• **Assigned task**
Please tally the lines of the records that contain "every" and send back only the total.

———

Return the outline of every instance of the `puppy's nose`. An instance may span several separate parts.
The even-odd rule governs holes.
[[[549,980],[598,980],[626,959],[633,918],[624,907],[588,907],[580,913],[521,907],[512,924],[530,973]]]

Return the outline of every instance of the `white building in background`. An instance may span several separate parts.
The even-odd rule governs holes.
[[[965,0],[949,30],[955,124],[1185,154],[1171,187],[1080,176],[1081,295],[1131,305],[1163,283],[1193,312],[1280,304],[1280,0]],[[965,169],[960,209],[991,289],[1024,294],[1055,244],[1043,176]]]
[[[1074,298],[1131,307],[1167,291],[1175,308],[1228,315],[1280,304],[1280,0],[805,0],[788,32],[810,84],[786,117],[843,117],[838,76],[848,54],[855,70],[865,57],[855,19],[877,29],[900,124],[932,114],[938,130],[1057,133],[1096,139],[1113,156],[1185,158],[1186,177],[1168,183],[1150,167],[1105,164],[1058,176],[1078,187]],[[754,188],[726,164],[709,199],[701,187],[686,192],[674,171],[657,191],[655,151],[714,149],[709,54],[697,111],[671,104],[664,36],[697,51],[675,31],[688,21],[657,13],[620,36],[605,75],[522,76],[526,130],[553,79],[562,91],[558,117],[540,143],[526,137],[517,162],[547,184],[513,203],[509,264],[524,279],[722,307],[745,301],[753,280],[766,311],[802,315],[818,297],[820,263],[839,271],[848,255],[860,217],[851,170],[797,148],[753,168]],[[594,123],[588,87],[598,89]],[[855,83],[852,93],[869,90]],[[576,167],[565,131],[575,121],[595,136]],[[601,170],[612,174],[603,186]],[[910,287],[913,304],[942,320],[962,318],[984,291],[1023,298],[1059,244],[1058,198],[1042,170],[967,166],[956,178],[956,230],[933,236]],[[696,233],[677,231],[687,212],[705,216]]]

———

• **Completed task**
2